Bagian Bacaan:
Setiba di Madinah, Bilal menangis di makam Rasulullah melepas rasa rindunya pada Nabi sang kekasih. Penduduk Madinah yang mengetahui kedatangannya, segera keluar dari rumah untuk menyambutnya. Ketika masuk waktunya sholat, beberapa Sahabat meminta Bilal untuk mengumandangkan adzan. Akan tetapi Bilal terus menolak permintaan itu.

Saat itu, dua pemuda yang telah beranjak dewasa, mendekatinya. Keduanya adalah cucunda Nabi, Hasan dan Husein. Kali ini mereka berdua yang meminta Bilal untuk mengumandangkan adzan, “Paman, maukah engkau sekali saja mengumandangkan adzan buat kami? Kami ingin mengenang kakek kami.”

Sembari mata sembab oleh tangis, Bilal yang kian beranjak tua memeluk kedua cucu Nabi itu. “wahai cahaya mataku, wahai dua orang yang sangat dicintai Rasul, sesungguhnya wajib bagiku untuk memenuhi keinginan kalian. Sesungguhnya apabila semua penduduk bumi memintaku mengumandangkan adzan, aku tetap tak akan mau melalukannya. Akan tetapi, setiap permintaan kalian berdua, adalah keharusan bagiku untuk melaksanakannya.”

Ketika itu, Umar bin Khattab yang telah jadi Khalifah juga sedang melihat pemandangan mengharukan itu, dan beliau juga memohon Bilal untuk mengumandangkan adzan, meski sekali saja.

Bilal pun memenuhi permintaan itu. Lalu dia naik pada tempat dahulu biasa dia adzan pada masa Rasulullah. Mulailah dia mengumandangkan adzan.

Soal:
Dalam bacaan tentang adzan Bilal di Madinah, siapakah dua pemuda yang mendekati Bilal dan memintanya mengumandangkan adzan? Catatan berikut tidak dibutuhkan untuk mengerjakan latihan ini.

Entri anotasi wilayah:
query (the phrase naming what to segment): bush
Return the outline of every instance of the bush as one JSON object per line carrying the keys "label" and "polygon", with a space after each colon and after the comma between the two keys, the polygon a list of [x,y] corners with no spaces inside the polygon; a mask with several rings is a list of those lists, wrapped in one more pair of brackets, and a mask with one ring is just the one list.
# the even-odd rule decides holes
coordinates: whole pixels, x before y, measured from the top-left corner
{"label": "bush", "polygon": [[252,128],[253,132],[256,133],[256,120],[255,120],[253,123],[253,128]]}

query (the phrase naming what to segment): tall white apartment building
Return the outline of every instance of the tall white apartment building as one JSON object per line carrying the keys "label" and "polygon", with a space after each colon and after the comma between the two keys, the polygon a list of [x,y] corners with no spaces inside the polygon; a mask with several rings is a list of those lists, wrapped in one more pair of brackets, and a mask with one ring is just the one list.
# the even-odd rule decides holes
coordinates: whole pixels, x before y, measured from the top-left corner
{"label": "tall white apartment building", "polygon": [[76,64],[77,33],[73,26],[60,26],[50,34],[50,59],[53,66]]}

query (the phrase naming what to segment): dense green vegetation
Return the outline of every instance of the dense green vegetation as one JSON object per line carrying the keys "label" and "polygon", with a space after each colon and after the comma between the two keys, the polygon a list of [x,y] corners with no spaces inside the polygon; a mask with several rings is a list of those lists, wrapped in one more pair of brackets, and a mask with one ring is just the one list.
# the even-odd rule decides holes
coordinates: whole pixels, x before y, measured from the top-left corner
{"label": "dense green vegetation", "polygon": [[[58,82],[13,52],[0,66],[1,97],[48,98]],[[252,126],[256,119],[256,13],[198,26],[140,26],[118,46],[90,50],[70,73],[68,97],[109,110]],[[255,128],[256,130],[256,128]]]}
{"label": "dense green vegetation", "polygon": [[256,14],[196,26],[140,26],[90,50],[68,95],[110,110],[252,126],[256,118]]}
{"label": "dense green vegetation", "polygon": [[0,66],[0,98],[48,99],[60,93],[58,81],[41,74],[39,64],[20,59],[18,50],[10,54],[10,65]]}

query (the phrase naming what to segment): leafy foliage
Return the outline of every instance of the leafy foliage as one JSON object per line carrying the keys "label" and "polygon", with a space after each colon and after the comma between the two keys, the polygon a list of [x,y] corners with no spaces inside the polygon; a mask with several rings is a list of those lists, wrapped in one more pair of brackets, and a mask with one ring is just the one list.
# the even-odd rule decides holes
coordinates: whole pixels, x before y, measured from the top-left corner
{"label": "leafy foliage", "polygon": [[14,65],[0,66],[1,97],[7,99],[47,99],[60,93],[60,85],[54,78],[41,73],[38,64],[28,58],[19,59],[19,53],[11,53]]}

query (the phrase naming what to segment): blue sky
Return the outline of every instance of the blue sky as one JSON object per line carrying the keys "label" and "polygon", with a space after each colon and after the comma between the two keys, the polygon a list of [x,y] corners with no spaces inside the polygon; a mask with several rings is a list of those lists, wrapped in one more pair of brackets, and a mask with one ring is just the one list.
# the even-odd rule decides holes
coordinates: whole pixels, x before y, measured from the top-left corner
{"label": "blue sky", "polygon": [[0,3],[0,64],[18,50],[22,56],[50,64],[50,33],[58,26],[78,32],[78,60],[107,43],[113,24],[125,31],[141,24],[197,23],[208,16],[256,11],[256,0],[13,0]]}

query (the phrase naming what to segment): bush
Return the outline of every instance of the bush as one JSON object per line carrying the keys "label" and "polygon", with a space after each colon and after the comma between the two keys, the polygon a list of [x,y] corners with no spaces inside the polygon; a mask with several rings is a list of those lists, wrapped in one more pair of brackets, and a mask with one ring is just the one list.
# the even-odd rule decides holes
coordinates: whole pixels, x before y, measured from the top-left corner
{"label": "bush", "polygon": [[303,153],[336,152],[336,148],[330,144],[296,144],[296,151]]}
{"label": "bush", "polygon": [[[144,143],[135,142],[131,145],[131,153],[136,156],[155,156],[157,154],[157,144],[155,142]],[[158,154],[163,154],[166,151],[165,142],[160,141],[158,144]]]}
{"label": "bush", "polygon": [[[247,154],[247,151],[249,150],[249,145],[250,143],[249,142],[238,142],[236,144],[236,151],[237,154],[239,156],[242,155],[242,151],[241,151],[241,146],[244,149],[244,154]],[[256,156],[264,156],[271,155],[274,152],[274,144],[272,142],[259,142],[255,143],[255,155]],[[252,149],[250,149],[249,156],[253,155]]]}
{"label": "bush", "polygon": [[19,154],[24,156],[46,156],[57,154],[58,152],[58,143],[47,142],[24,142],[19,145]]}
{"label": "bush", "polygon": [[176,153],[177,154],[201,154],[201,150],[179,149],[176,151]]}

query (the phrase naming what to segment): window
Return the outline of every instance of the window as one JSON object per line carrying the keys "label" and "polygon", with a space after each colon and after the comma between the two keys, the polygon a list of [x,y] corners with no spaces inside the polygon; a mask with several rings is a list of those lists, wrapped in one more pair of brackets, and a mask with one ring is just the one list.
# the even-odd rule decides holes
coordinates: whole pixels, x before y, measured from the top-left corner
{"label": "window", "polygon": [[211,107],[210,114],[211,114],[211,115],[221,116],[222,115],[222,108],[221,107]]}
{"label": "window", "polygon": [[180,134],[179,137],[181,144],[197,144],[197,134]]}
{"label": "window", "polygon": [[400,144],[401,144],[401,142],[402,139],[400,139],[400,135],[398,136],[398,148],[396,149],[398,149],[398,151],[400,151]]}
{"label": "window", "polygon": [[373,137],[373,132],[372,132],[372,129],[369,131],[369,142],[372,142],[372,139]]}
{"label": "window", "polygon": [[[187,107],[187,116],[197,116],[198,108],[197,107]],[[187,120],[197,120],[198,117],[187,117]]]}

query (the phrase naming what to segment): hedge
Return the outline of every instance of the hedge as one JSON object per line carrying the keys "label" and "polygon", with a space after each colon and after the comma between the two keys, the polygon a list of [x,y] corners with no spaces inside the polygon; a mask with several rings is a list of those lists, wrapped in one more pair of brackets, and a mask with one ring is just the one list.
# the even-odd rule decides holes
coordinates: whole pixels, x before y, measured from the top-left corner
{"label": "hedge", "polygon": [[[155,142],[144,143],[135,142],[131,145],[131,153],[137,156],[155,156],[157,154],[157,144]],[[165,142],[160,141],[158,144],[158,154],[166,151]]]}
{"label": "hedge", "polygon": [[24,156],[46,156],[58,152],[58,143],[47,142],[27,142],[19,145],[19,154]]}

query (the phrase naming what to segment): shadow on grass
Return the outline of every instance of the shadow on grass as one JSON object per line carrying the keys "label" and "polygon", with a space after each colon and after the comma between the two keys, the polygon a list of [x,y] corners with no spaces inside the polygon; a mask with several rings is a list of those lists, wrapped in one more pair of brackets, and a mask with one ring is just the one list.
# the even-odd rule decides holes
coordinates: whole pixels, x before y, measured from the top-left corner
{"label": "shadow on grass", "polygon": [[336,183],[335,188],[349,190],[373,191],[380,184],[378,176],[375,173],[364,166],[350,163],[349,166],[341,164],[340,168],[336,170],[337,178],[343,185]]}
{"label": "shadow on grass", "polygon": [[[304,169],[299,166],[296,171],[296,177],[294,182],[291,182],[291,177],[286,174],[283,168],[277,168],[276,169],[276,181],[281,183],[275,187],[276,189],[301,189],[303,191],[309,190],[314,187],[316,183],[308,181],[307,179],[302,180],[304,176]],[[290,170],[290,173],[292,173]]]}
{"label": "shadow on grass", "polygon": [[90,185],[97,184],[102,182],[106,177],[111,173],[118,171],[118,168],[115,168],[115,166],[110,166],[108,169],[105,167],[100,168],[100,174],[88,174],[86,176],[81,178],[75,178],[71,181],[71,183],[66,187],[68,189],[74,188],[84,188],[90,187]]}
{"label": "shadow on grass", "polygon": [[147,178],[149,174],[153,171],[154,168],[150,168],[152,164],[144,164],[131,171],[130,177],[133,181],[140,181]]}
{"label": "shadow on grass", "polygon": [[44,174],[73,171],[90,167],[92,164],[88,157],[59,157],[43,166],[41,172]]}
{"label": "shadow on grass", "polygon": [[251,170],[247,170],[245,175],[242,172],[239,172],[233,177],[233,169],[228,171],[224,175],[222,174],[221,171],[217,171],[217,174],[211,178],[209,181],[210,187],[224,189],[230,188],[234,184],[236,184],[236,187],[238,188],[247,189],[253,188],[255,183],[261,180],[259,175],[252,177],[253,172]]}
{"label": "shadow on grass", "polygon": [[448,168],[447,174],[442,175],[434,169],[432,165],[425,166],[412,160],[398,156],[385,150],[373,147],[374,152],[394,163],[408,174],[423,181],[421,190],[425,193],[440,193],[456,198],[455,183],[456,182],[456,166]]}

Jawaban:
Hasan dan Husein, cucu Nabi.